- _Exercise task_:
Quote the lines of the data below verbatim, beginning at the line that contains "of the sink" and ending at the last line, both included, and excluding pictures.

-------- Input records

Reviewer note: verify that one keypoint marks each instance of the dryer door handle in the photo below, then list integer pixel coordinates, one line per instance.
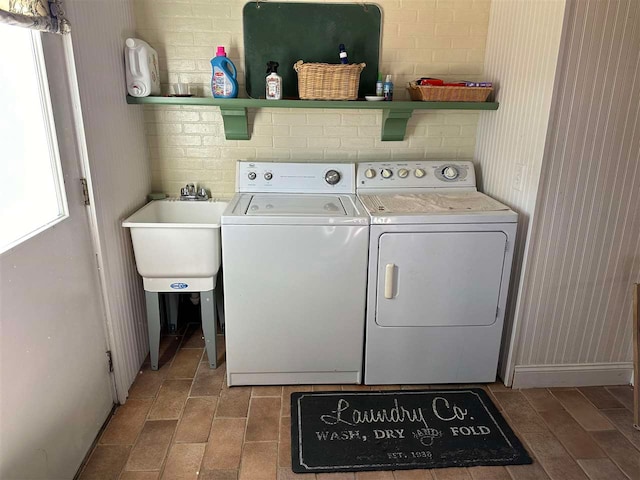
(389, 272)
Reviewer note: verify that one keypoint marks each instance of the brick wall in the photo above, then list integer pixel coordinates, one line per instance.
(441, 38)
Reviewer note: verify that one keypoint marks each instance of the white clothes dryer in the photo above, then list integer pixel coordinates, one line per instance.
(294, 245)
(440, 255)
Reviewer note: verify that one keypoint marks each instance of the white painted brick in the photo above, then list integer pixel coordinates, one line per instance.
(180, 116)
(203, 152)
(306, 131)
(289, 142)
(180, 140)
(324, 142)
(443, 130)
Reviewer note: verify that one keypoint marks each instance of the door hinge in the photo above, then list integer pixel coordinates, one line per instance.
(85, 191)
(110, 360)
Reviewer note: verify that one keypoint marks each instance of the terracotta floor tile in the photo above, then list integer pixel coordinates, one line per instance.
(185, 363)
(574, 438)
(126, 422)
(527, 472)
(450, 474)
(224, 447)
(521, 413)
(287, 474)
(208, 381)
(196, 420)
(171, 399)
(149, 451)
(489, 473)
(621, 451)
(623, 420)
(601, 469)
(624, 394)
(140, 476)
(563, 469)
(147, 383)
(183, 461)
(259, 461)
(600, 397)
(374, 476)
(544, 445)
(582, 410)
(105, 462)
(266, 391)
(264, 419)
(412, 475)
(234, 402)
(286, 396)
(193, 337)
(541, 399)
(218, 475)
(284, 443)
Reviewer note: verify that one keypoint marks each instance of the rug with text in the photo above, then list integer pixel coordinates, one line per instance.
(399, 430)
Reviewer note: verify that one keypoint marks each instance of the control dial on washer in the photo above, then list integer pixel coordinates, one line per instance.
(450, 172)
(332, 177)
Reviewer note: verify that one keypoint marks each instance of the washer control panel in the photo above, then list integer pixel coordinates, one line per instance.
(281, 177)
(415, 174)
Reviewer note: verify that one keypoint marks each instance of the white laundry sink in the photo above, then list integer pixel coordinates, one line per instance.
(177, 244)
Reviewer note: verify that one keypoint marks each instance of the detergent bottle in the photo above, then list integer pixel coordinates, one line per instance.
(141, 62)
(223, 80)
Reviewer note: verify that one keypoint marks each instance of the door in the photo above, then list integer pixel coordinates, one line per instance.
(54, 376)
(439, 279)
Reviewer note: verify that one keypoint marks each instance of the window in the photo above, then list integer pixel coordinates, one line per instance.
(32, 196)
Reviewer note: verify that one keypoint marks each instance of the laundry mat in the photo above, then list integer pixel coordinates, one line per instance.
(398, 430)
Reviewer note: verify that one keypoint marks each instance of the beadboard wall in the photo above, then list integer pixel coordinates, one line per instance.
(439, 38)
(511, 141)
(585, 241)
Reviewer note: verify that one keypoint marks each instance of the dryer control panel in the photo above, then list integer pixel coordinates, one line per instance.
(428, 174)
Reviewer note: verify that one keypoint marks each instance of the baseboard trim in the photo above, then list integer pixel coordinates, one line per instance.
(572, 375)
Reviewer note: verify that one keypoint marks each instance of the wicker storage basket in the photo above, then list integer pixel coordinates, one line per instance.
(326, 81)
(428, 93)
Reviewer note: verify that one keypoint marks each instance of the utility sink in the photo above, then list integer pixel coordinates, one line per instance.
(177, 244)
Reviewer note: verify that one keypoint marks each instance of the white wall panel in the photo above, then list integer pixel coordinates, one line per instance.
(576, 303)
(522, 53)
(120, 174)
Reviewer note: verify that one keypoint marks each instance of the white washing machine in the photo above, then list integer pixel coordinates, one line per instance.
(440, 256)
(294, 246)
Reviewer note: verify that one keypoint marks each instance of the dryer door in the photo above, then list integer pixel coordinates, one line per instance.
(439, 278)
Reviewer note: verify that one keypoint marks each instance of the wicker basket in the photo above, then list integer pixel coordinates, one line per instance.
(326, 81)
(428, 93)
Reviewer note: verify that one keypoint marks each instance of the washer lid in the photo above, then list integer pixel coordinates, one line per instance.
(307, 205)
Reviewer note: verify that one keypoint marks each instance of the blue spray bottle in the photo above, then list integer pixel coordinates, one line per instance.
(223, 81)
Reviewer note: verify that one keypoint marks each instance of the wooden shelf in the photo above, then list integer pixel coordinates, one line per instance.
(395, 115)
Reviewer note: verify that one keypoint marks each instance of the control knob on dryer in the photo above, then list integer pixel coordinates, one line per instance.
(332, 177)
(450, 173)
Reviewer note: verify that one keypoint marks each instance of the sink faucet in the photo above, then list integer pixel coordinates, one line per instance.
(190, 192)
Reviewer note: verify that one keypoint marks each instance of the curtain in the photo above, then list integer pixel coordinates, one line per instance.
(45, 15)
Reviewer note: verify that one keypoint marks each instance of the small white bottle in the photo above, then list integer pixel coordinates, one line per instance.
(273, 82)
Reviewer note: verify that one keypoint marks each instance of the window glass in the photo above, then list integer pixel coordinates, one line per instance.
(31, 190)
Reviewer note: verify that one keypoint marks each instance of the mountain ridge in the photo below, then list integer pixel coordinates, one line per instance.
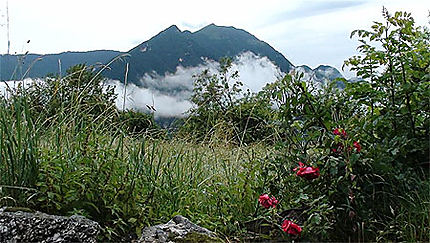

----------------

- _Written response_:
Reviewer note: verify that one keypoint marks each instance of the sink faucet in the photo above, then list integer pixel coordinates, one line per instance.
(190, 192)
Reviewer note: verify that one keypoint marks each instance of the curtain in the photo above, then list integer pixel coordinates, one line per instance.
(45, 15)
Reviewer note: verify that one keypoint marks each instance of the small white bottle in the photo above, then list integer pixel coordinates, one line per instance.
(273, 82)
Reviewer note: verify that one keypoint marks each instance of the window glass in the photo above, then list integer pixel coordinates, one line per instance.
(31, 190)
Reviewer note: verify that one keypoint marks each instance of the mountain ridge in the photo below, then list integer pixel coordinates, one line per instance.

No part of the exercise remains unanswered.